## Exercise instructions
Beginning with the line that contains "TARGET: dirt ground", output each line below exactly through the last one, both included, and nothing else.

## Records to use
Content starts

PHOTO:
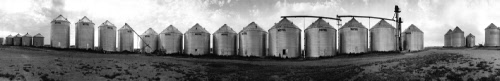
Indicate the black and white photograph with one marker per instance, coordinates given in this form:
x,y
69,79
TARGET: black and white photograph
x,y
249,40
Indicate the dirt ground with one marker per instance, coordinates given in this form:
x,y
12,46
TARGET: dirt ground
x,y
35,64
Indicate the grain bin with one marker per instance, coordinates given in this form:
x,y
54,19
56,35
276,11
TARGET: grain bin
x,y
126,38
383,37
225,41
38,40
413,39
447,38
107,37
59,35
84,34
252,41
457,37
171,40
353,38
320,39
197,41
470,40
27,40
284,40
149,41
9,40
17,40
492,36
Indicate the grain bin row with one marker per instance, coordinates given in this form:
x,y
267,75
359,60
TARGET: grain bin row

Content ends

## Response to the task
TARGET: dirt ground
x,y
35,64
Indicate the grain bin with one marker per instance, coordinates given in this form:
x,y
54,19
56,35
276,11
TARGET: grain bin
x,y
126,38
383,37
225,41
38,40
413,39
447,38
107,37
59,35
84,34
252,41
457,37
171,40
353,38
320,39
197,41
470,40
27,40
284,40
149,41
9,40
17,40
492,36
Indicate the grain bin row with one marker per instance, coordinates given in this form:
x,y
267,75
359,60
TARGET: grain bin row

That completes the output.